◆ ABOUT THIS EXERCISE: Repeat word for word everything from the line containing "[mark] yellow building" to the end of the listing, first and last lines included, and only that.

◆ RECORDS FOR THIS EXERCISE:

==================================================

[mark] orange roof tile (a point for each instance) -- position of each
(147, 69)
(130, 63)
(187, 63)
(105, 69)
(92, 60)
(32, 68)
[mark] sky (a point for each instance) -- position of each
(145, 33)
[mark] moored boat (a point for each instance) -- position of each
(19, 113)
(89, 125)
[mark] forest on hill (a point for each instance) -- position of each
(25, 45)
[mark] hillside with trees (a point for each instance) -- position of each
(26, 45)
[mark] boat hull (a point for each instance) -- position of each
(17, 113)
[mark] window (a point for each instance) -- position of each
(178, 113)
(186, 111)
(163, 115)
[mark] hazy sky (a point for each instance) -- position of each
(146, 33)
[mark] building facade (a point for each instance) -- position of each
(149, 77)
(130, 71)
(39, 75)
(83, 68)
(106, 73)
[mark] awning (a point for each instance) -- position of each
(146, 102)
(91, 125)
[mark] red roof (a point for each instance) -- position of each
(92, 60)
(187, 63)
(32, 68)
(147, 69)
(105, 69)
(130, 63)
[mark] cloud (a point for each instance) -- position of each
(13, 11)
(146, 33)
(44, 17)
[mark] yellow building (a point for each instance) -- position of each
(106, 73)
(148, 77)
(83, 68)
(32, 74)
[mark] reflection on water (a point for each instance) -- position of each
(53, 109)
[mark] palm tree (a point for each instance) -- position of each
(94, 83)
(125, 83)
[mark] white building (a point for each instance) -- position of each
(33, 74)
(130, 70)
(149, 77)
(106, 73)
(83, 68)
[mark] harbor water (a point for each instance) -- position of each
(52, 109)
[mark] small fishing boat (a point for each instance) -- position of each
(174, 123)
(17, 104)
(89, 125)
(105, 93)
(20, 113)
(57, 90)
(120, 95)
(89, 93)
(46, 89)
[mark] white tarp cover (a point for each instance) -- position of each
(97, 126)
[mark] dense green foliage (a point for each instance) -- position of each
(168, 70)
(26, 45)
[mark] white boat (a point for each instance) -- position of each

==================================================

◆ EXERCISE SOLUTION:
[mark] yellow building (a point for each instance) -- position of each
(106, 73)
(148, 77)
(83, 68)
(32, 74)
[mark] reflection on water (a point for each instance) -- position of each
(53, 109)
[mark] palm tree (a point for each instance) -- position of each
(94, 83)
(125, 83)
[mark] white building (a point for each instance) -- position of each
(33, 74)
(130, 70)
(149, 77)
(106, 73)
(83, 68)
[mark] harbor water (a point for each instance) -- position of each
(52, 109)
[mark] small fishing boat (a point for each instance) -- position of each
(174, 123)
(17, 104)
(89, 125)
(105, 93)
(20, 113)
(57, 90)
(120, 95)
(89, 93)
(46, 89)
[mark] white tarp cover (a point for each instance) -- position of each
(97, 126)
[mark] dense green foliage (a point for each instance) -- position of each
(168, 70)
(26, 45)
[mark] white boat (a point for each instance) -- position of each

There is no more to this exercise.